*WHAT YOU WILL DO:*
At the line that contains "The component shall indicate each instance of the wooden post", begin setting down every line word for word, and stop after the last line of the listing.

+++

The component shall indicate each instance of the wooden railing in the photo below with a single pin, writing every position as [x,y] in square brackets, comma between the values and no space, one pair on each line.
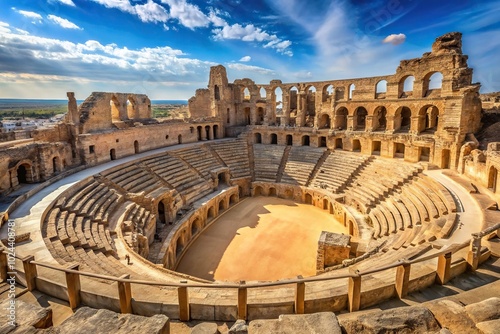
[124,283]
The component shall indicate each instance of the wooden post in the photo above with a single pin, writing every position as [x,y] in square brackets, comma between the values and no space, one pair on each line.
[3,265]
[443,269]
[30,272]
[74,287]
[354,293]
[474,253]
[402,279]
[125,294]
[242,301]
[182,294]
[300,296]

+++

*ANSWER:*
The component shall indicate each instance of the wooden post in the photo above with a single pin, writing every position as [x,y] in square brackets, comma between the values and no space, one pair on each line.
[3,265]
[443,269]
[30,272]
[74,287]
[354,293]
[474,253]
[402,279]
[125,294]
[242,301]
[182,294]
[300,296]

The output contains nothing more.